*Exercise description*:
Without changing anything, transcribe all of the entries.

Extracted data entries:
----------------

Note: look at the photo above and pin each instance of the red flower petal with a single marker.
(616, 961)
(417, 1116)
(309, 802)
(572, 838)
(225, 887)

----------------

*Result of this task*:
Note: look at the photo above and pin each instance of the red flower petal with a single marker.
(616, 961)
(417, 1116)
(309, 802)
(572, 838)
(225, 887)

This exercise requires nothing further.